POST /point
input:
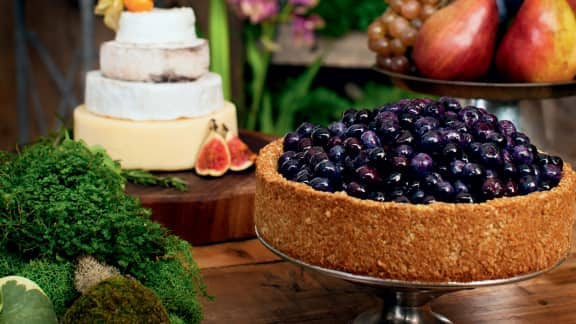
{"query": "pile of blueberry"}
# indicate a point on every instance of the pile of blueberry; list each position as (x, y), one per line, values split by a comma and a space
(418, 151)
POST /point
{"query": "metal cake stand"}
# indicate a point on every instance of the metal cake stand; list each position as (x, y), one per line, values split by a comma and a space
(403, 301)
(500, 98)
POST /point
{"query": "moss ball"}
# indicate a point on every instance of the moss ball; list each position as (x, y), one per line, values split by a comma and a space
(117, 300)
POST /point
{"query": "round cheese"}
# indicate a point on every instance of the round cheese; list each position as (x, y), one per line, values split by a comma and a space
(151, 145)
(168, 27)
(153, 63)
(153, 101)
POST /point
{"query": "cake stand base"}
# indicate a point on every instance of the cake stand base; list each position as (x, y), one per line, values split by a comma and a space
(404, 302)
(405, 306)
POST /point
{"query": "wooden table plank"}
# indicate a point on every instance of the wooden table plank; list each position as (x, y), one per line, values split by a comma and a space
(253, 286)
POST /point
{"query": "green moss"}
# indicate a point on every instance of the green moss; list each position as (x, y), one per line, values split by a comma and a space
(117, 300)
(176, 280)
(56, 278)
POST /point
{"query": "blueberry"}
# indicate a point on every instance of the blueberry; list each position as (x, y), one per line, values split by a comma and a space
(317, 158)
(450, 104)
(356, 189)
(417, 196)
(557, 161)
(451, 135)
(321, 184)
(444, 190)
(381, 116)
(425, 124)
(473, 172)
(506, 127)
(421, 164)
(328, 169)
(333, 141)
(527, 184)
(469, 115)
(305, 129)
(387, 129)
(497, 139)
(522, 155)
(404, 137)
(368, 175)
(451, 151)
(434, 109)
(285, 157)
(407, 120)
(490, 155)
(304, 144)
(404, 150)
(378, 157)
(378, 196)
(400, 163)
(289, 168)
(337, 129)
(464, 197)
(290, 142)
(402, 200)
(520, 139)
(337, 153)
(482, 130)
(370, 139)
(362, 116)
(429, 199)
(552, 172)
(394, 179)
(304, 175)
(460, 186)
(431, 141)
(492, 188)
(510, 188)
(353, 146)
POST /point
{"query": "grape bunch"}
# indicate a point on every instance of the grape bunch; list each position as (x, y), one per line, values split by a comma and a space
(418, 151)
(393, 34)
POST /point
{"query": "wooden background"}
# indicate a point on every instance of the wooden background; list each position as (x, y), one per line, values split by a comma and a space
(57, 23)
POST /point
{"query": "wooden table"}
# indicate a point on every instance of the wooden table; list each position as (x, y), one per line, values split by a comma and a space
(251, 285)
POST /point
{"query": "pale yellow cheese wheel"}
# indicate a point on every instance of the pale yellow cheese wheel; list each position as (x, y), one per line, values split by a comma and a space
(168, 145)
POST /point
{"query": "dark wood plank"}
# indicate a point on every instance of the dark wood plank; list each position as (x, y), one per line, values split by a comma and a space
(213, 209)
(279, 292)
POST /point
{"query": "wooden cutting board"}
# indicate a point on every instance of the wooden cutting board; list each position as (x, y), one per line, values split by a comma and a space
(213, 209)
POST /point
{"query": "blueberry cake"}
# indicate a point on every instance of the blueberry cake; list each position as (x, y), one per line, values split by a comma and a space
(419, 190)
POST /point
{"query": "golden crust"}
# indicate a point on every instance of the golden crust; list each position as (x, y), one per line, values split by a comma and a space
(440, 242)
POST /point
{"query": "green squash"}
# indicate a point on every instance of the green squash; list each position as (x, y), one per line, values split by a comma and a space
(23, 301)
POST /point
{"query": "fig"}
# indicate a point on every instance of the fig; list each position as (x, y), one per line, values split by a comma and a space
(241, 155)
(214, 156)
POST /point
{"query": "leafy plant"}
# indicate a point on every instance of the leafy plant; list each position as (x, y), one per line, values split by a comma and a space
(23, 301)
(63, 201)
(175, 278)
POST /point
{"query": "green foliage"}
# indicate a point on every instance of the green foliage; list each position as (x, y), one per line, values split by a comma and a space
(23, 301)
(61, 201)
(176, 280)
(117, 300)
(55, 278)
(342, 16)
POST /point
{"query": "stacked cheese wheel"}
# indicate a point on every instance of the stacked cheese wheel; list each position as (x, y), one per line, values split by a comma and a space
(151, 103)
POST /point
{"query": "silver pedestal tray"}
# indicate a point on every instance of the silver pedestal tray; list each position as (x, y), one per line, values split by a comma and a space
(403, 301)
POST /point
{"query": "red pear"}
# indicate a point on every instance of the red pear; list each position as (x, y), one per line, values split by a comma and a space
(540, 45)
(457, 42)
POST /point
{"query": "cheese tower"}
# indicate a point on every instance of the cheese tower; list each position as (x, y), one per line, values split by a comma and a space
(151, 102)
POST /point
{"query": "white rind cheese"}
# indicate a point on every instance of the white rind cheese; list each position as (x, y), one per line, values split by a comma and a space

◇ ◇ ◇ ◇ ◇

- _Work to be completed_: Reproduce every record word for word. The copy must contain no pictures.

- _Task solution_:
POST /point
input:
{"query": "pile of blueberry"}
# indicate a point on every instance of the pile of blueberry; list each position as (x, y), one per line, values split by a comma and a space
(418, 151)
POST /point
{"query": "metal cake stand"}
# indicate a point on every instance of the metal cake stand; list each position as (x, y), one per line, values split by a comma and a space
(403, 301)
(500, 98)
POST /point
{"query": "moss ball"}
# indicate a point on every instance of the moss ball; list each position as (x, y), one per line, values split by a comma and a space
(117, 300)
POST /point
{"query": "round cheese"}
# indicate a point on every instance of the round cheese; list each position as (x, y), one per line, values split by a comma and a space
(151, 145)
(168, 27)
(153, 63)
(153, 101)
POST /point
{"query": "cake stand base"}
# indicate a point on every instance of the cake stand base; list each position as (x, y), one per line, values split by a comma and a space
(404, 302)
(405, 306)
POST /point
{"query": "wooden table plank"}
# indicate a point on every instance of the wooden table plank; list each position as (x, y), one per line, values split by a comma and a space
(253, 286)
POST /point
{"query": "green moss"}
# indicate a point on every instance of the green moss; list each position as (x, y), one per line, values split by a comma and a space
(117, 300)
(176, 280)
(56, 278)
POST /point
{"query": "blueberry"}
# indicate a point on every instance of the blueberry; list each position as (x, y), one per line, values split by a comma and a space
(317, 158)
(450, 104)
(356, 189)
(417, 196)
(557, 161)
(451, 135)
(321, 184)
(444, 190)
(381, 116)
(425, 124)
(473, 172)
(506, 127)
(421, 164)
(328, 169)
(333, 141)
(527, 184)
(469, 115)
(305, 129)
(387, 129)
(497, 139)
(522, 155)
(404, 137)
(368, 175)
(451, 151)
(434, 109)
(285, 157)
(407, 120)
(490, 155)
(304, 144)
(404, 150)
(378, 157)
(378, 196)
(400, 163)
(289, 168)
(337, 129)
(464, 197)
(290, 142)
(402, 200)
(520, 139)
(337, 153)
(482, 130)
(370, 139)
(362, 116)
(429, 199)
(552, 172)
(394, 179)
(304, 175)
(460, 186)
(431, 141)
(492, 188)
(510, 188)
(353, 146)
POST /point
{"query": "grape bunch"}
# indicate a point on every instance of the grape bunch; list each position as (x, y), one per line, values split by a comma and a space
(418, 151)
(393, 34)
POST /point
{"query": "wooden background"}
# indicate a point on every instance of the wooden background; list each position as (x, y), one per line, values split by a comma and a space
(57, 23)
POST /point
{"query": "wooden table"}
# indicate a point on every instance of the wooden table; list each position as (x, y), one per line, values split by a comma and a space
(251, 285)
POST /point
{"query": "pale yellow cheese wheel"}
# indicate a point on every instance of the pale yellow cheese wheel; list each position as (x, y), one per line, values split by a comma and a space
(168, 145)
POST /point
{"query": "dark wood plank"}
# indicate a point on every instance of the dark wood plank; list each position as (x, y), one per line, values split by a comma and a space
(213, 209)
(279, 292)
POST /point
{"query": "wooden cutting board"}
# indicate a point on every instance of the wooden cutting board; list each position as (x, y), one per line, values split by a comma and a space
(213, 209)
POST /point
{"query": "blueberry cake"}
# indicate a point on every instance of the blueberry cake; list each position as (x, y), one per line, values split by a comma and a space
(419, 190)
POST /point
{"query": "golden crust"}
# indicate a point on every instance of the golden crust; list each position as (x, y), one per line, values split by a comma and a space
(440, 242)
POST /point
{"query": "green squash"}
# indicate a point on every instance of the green squash; list each position as (x, y), one per line, values split by a comma and a space
(23, 301)
POST /point
{"query": "fig"}
# indicate a point on every instance of the fig; list each position as (x, y), one per line, values split by a comma and a space
(241, 155)
(214, 156)
POST /point
{"query": "leafy plant"}
# indicate a point on every instance of the leafy plant; list each position as (x, y), one per line, values split by a comma and a space
(23, 301)
(63, 201)
(175, 278)
POST /point
{"query": "green foliage"}
# indicate a point on every instance of the green foliage; list each position as (x, y), one per line, values split by a comma and a space
(23, 301)
(61, 201)
(176, 280)
(117, 300)
(55, 278)
(342, 16)
POST /point
{"query": "stacked cheese wheel"}
# indicate a point on every instance of the stacked cheese wheel; list each position as (x, y), one per line, values split by a comma and a space
(151, 103)
POST /point
{"query": "silver pedestal tray"}
# indicate a point on every instance of the silver pedestal tray; list each position as (x, y), one per line, values split by a comma and a space
(403, 301)
POST /point
{"query": "red pear"}
# indicate a point on every instance of the red pear; list each position as (x, y), one per line, values split by a comma and a space
(540, 45)
(457, 42)
POST /point
{"query": "cheese tower"}
# indicate a point on every instance of the cheese tower; list each position as (x, y), one per line, values split by a comma and a space
(151, 102)
POST /point
{"query": "white rind cheese"}
# indicate a point on every instance of the white rind cheese; list each position as (x, y), one per line, values split by a comma and a space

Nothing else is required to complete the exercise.